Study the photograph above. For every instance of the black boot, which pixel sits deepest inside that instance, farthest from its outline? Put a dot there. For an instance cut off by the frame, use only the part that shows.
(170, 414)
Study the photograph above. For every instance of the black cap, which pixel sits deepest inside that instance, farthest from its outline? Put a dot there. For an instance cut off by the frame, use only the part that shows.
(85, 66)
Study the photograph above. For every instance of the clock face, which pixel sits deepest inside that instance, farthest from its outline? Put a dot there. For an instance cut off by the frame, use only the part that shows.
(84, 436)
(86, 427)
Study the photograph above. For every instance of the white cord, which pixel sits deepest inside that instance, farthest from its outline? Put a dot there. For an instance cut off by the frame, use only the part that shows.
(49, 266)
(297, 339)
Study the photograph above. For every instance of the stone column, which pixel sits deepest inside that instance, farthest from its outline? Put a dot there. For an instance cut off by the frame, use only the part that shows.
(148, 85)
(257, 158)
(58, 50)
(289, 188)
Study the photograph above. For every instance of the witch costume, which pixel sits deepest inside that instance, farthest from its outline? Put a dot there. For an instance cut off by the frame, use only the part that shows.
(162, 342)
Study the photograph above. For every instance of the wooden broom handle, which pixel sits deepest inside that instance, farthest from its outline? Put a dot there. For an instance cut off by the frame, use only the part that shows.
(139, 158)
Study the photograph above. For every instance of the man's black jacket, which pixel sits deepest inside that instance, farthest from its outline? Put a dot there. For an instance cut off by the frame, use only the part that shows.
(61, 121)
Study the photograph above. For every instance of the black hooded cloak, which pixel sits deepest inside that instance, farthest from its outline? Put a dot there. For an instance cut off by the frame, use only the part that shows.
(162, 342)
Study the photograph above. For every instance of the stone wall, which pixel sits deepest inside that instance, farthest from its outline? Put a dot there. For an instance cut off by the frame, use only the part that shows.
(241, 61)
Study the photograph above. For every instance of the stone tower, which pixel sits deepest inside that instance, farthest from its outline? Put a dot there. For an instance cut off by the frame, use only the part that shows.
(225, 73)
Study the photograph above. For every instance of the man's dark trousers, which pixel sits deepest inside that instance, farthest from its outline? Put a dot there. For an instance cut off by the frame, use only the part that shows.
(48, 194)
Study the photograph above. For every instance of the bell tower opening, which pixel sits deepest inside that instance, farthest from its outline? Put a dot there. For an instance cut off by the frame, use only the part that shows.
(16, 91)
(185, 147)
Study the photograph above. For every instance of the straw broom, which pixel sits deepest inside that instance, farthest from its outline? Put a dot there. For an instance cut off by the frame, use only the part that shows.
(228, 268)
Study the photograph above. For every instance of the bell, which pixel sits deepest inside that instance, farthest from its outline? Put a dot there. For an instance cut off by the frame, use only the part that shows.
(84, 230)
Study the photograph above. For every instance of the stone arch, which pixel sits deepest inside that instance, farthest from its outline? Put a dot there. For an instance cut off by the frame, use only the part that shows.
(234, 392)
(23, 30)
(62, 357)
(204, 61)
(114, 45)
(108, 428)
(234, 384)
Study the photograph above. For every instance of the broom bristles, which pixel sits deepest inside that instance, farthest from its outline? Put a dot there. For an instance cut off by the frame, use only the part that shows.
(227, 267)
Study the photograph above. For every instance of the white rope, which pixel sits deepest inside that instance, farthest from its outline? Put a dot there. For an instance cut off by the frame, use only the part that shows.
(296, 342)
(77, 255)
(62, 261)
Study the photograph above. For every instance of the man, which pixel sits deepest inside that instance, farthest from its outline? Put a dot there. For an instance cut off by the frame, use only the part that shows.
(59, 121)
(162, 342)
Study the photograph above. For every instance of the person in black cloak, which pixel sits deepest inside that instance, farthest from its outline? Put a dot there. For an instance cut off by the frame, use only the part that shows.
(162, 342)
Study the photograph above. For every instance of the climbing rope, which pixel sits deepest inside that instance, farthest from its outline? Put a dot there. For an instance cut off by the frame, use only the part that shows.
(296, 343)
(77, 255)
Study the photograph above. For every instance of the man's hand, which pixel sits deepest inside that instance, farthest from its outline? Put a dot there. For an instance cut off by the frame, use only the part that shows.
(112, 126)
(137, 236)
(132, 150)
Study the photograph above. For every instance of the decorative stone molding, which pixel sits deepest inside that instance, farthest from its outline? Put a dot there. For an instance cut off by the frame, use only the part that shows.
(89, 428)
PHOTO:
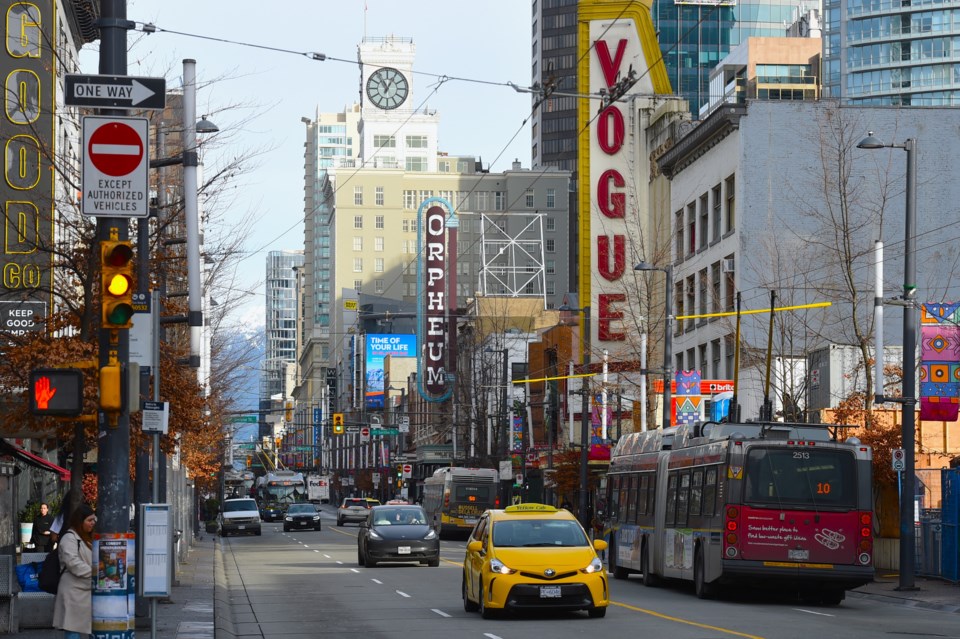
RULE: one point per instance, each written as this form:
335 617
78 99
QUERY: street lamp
667 337
908 399
584 416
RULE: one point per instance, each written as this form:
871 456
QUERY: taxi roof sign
531 508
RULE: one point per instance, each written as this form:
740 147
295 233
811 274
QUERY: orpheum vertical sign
26 128
614 37
435 308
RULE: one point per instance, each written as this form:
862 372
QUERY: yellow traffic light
111 392
116 283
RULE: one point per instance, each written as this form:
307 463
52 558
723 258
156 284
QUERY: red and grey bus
768 504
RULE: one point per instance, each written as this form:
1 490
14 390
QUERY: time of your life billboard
378 346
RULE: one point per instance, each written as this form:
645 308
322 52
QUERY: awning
6 448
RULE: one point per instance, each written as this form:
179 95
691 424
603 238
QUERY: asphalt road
308 584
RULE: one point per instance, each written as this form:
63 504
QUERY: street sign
115 91
115 167
899 460
156 417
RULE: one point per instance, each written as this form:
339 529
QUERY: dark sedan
271 511
397 534
300 516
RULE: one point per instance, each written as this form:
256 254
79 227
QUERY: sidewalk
931 594
188 613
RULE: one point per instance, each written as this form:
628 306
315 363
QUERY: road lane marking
685 621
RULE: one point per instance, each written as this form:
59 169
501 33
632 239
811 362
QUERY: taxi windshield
532 533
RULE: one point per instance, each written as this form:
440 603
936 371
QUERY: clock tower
395 130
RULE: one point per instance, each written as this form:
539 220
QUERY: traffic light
56 391
111 388
116 283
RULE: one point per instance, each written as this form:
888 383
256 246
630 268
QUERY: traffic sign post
115 91
115 163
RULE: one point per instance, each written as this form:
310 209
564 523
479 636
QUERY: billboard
377 347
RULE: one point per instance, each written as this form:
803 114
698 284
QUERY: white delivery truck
318 488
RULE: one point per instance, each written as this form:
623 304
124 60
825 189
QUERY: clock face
387 88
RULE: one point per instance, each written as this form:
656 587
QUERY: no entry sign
115 167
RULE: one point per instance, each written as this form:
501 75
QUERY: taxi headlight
595 566
498 567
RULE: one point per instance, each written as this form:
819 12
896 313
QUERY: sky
257 96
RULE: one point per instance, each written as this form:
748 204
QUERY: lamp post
908 399
667 337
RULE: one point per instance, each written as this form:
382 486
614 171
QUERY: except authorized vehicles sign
115 163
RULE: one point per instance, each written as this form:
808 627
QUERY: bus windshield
791 478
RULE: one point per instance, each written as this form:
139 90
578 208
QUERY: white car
240 516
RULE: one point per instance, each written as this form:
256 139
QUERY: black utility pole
113 457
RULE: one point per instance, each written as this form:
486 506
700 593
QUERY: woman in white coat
72 611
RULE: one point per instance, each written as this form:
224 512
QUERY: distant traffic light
116 283
56 392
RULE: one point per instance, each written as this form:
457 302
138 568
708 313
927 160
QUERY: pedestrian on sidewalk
72 610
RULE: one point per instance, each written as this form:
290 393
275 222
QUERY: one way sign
115 91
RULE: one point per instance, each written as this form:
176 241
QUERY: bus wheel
619 572
468 606
649 579
700 585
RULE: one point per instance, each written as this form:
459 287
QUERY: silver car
355 509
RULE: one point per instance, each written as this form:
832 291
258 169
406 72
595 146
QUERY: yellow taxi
533 557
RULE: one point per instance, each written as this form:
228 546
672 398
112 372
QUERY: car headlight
499 567
595 566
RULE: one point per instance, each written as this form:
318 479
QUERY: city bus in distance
283 486
768 504
454 498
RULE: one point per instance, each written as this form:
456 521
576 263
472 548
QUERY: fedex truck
318 488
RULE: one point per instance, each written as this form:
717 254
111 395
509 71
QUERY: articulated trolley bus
454 498
775 505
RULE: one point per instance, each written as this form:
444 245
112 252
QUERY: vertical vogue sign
26 126
435 308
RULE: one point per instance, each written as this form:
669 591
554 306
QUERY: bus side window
671 499
710 492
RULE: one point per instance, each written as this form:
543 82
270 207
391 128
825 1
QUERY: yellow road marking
684 621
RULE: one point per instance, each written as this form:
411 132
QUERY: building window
416 141
414 163
731 209
384 141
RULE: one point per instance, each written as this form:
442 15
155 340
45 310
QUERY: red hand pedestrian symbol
43 393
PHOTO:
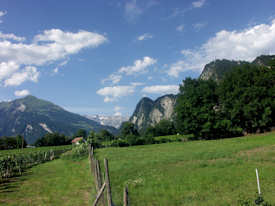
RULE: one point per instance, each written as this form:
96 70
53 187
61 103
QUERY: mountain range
33 117
114 121
149 112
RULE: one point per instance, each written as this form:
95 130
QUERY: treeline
242 102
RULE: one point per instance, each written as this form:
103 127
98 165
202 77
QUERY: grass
59 182
214 172
193 173
31 150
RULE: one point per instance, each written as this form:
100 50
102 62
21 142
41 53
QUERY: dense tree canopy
195 108
243 102
247 98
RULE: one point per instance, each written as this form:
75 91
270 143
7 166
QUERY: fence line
96 172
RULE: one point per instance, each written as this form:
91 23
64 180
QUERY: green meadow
217 172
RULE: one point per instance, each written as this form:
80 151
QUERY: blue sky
103 56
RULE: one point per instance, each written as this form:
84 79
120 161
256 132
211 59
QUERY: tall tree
196 108
247 98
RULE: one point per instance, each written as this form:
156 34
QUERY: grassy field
217 172
58 182
31 150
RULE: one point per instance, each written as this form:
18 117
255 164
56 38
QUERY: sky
103 56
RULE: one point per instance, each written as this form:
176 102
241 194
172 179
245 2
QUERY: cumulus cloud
199 26
113 93
145 37
161 89
137 84
46 48
7 69
21 93
2 13
28 73
198 4
133 10
139 66
114 78
180 28
245 44
117 111
11 36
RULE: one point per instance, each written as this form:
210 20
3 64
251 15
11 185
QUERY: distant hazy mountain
114 121
33 117
149 112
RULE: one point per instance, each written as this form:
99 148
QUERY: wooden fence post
108 184
99 180
125 197
91 158
99 194
258 182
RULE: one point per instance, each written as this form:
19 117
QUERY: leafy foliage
247 98
14 162
243 102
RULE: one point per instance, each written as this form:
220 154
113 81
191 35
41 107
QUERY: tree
195 109
164 127
128 128
247 98
81 133
105 135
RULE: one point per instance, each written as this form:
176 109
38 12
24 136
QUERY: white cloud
55 70
7 68
238 45
136 84
138 67
117 108
52 45
145 37
113 93
114 78
199 26
2 13
180 28
11 36
28 73
21 93
161 89
132 10
198 4
117 111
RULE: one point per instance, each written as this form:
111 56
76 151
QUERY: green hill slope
33 117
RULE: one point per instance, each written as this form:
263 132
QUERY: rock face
216 70
33 117
149 112
265 60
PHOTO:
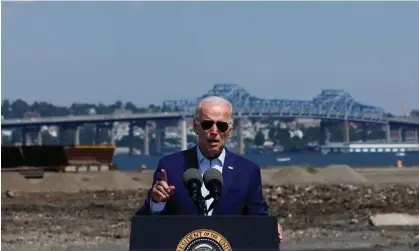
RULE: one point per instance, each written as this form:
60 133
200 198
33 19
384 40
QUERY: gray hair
213 100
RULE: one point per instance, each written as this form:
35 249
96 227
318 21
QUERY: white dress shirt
204 165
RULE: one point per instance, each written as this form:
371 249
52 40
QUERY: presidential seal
203 240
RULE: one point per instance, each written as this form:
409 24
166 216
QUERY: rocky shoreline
310 215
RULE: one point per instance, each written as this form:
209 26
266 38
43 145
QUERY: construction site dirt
318 211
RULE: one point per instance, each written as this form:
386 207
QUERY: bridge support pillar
111 134
388 133
146 150
323 133
26 137
39 140
131 135
159 136
346 130
364 132
77 136
240 138
183 135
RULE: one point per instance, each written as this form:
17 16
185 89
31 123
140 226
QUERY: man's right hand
161 190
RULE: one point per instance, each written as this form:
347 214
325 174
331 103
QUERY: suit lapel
228 177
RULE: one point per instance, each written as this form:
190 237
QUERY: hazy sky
144 52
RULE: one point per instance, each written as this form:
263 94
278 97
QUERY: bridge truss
329 104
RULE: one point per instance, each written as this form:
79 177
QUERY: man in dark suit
242 188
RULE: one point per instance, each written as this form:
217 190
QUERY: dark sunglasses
207 124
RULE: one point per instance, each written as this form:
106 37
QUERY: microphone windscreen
192 174
213 174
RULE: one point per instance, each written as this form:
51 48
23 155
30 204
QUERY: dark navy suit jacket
241 193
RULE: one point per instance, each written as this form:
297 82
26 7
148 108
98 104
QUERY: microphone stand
199 202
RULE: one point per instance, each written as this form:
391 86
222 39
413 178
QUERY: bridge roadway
32 122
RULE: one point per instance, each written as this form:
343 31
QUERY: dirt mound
14 181
61 182
114 180
290 175
341 174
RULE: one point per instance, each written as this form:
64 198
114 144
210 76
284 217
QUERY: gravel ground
313 216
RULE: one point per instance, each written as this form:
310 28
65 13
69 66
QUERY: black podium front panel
218 233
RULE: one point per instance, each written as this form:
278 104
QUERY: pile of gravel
336 174
13 181
293 175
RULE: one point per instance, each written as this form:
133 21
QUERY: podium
199 233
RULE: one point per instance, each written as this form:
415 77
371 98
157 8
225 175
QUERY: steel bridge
330 104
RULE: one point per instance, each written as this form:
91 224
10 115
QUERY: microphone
192 180
213 180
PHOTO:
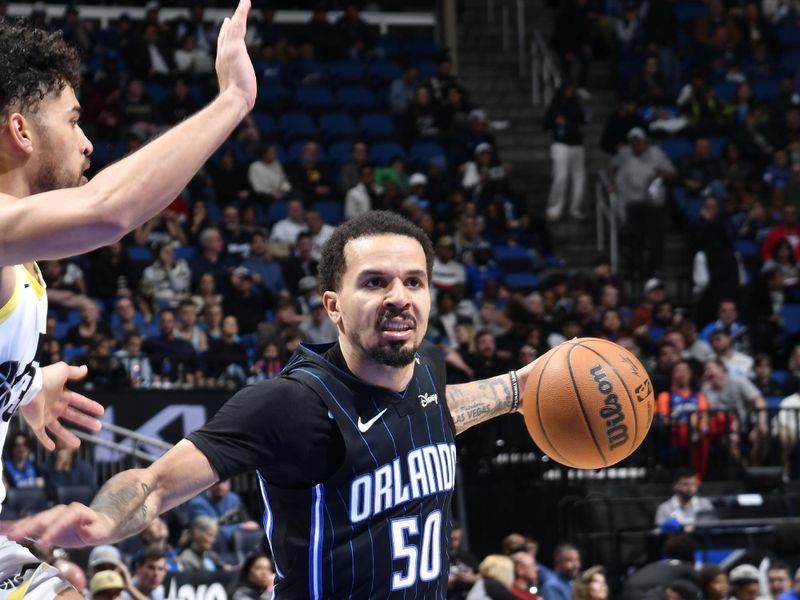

Activity. The span to retype runs from the line containing "QUERY: black podium front panel" through the last line of the listing above, both ends included; copy it exactly, without pictures.

Written answer.
QUERY: black podium front panel
218 233
RULE: one point per instance, each written as this form:
278 104
QUERY: pile of gravel
336 174
13 181
293 175
RULE: one point per instance, each written as this form:
133 21
QUERY: podium
199 233
RULE: one point per instance, each written as this form:
415 77
371 98
157 8
225 175
QUERY: steel bridge
330 104
RULE: one point per instance, each written as this form:
91 224
10 115
QUERY: microphone
192 180
213 180
PHOTO:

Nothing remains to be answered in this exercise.